TEXT PROVIDED ::

────────

Wednesday, August 31, 2005

Back on-line from hurricane.

I am going to ramble a bit so be patient.

It is 5:29, Wednesday, August 31, 2005. i just got my power back on 2 hours ago. I am in Mobile Alabama and have lived through Hurricane Katrina.

The storm didn't seem that bad here, but I slept through a bit of it. But then I saw the pictures of the shrimp boats pushed hundreds of yards on land, the Island is almost gone and I can't even comprehend what is happening to my New Orleans.

My heart is broken over Louisiana. I lived in New orleans when I was 17 until I was 21 or so, I lived there after running away from an abusive home life and she embraced me with no judgement. She sustained me, nurtured me, grew me up. She taught me some of the most valuable lessons I will ever know in my life and she loved me. I loved her back. I cannot tell you what that city meant to me at that time in my life. It was such a turning point, and I will never forget the nights in the bayous, sitting at porclean kitchen tables playing cards and drinking. No noise, just quiet sounds of bayou creatures, the slamming of a screen door when a friend or relative came in, the creak of boards in the floor, laughter and cajun accents.

────────

EXERCISES TO COMPLETE ::
1) Revise the stretch of the Hurricane Katrina post from "Back on-line from" through "my New Orleans.", changing "shrimp boats" to "fishing boats".
2) Pick up the Hurricane Katrina post after its final sentence and keep writing.
The data that follows comes from a different source than the Hurricane Katrina post.

────────

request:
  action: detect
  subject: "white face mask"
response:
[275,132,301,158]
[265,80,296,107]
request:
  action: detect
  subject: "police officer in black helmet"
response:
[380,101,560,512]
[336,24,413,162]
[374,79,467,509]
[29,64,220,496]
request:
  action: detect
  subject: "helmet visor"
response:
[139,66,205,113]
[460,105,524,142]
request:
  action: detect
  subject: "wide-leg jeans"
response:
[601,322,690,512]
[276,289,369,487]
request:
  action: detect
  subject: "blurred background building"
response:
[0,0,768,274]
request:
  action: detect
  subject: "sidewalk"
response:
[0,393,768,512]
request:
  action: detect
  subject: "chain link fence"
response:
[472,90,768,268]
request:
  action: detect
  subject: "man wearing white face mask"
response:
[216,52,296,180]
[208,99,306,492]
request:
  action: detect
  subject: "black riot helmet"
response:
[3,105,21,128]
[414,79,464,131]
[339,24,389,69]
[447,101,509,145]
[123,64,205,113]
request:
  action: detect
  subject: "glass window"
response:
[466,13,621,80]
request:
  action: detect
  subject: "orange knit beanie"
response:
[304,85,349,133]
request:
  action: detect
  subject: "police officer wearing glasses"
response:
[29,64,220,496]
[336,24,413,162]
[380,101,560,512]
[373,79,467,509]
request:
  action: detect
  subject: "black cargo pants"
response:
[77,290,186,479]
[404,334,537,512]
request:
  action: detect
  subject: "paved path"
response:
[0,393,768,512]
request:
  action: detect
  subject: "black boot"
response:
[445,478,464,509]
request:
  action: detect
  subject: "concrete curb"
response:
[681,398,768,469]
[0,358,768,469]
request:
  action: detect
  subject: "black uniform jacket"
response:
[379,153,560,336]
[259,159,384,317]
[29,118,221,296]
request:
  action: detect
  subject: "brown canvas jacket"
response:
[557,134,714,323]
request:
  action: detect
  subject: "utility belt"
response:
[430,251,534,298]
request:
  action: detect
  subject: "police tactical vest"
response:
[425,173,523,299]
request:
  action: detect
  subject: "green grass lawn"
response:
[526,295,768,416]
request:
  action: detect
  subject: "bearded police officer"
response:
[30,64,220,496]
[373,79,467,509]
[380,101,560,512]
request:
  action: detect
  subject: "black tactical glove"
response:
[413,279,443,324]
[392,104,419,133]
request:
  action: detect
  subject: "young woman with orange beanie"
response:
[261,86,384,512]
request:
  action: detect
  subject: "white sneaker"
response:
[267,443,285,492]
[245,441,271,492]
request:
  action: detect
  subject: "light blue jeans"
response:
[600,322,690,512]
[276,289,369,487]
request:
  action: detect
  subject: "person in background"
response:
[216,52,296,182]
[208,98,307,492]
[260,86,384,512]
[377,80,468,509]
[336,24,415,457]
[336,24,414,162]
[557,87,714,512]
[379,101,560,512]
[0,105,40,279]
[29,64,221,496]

────────

OUTPUTS FOR THE TASKS ::
1)
Back on-line from hurricane.

I am going to ramble a bit so be patient.

It is 5:29, Wednesday, August 31, 2005. i just got my power back on 2 hours ago. I am in Mobile Alabama and have lived through Hurricane Katrina.

The storm didn't seem that bad here, but I slept through a bit of it. But then I saw the pictures of the fishing boats pushed hundreds of yards on land, the Island is almost gone and I can't even comprehend what is happening to my New Orleans.

2)
I didn't realize when I was there what it would mean to me later in life, or how many times I would think of those times. I have traveled the Quarter a thousand times, have cried by the Mississippi River at night over some stupid boy, crept through the bayous with the leave of those kind people by the way of their friends who were also mine. I have learned the ways of times past from their old people who lived off the land. I as taken in by these people, when I was broken and lost and kept alive by their watchfulness and love. I took on their lives and was one of their own. And I loved every moment of it, bare-foot and scratching mosqito bites. tanned and too skinny. The days running thru the Quarter, tipping back in chairs while the sun set, drinking and betting. The hot nights, and the damp cold of the winters there, with fires in fireplaces and old tales told over chicory coffee.I never knew what I had till I moved back to Mobile.

The people in New Orleans, the people who have lived there for years and generations are not the people you usually see on T>v, or in some elegant hotel. They are the heart and soul of the place, the breath and blood. I can't tell you how much I love the city and the surrounding parishes, the Irish Channel, Grand Isle, Algiers, the good and the bad. I can't believe what has happened there. I will have to let it sink in for a while, to realize that my grandchild will not have the chance to know the New Orleans I knew, to go back with me to the bayous and quiet, mossy wet places and let me teach her what I was taught. She'll never see the old churches, the ancient houses, or know the calm and content of the Quarter and the surrounding marshy places. She'll never know the mystery and the taboo-ness of the knowledge of things that can only be learned from it being handed down to you.

My heart is broken forLouisiana tonight. And it will be for a very long time

3 comments:

Erica Bunker said...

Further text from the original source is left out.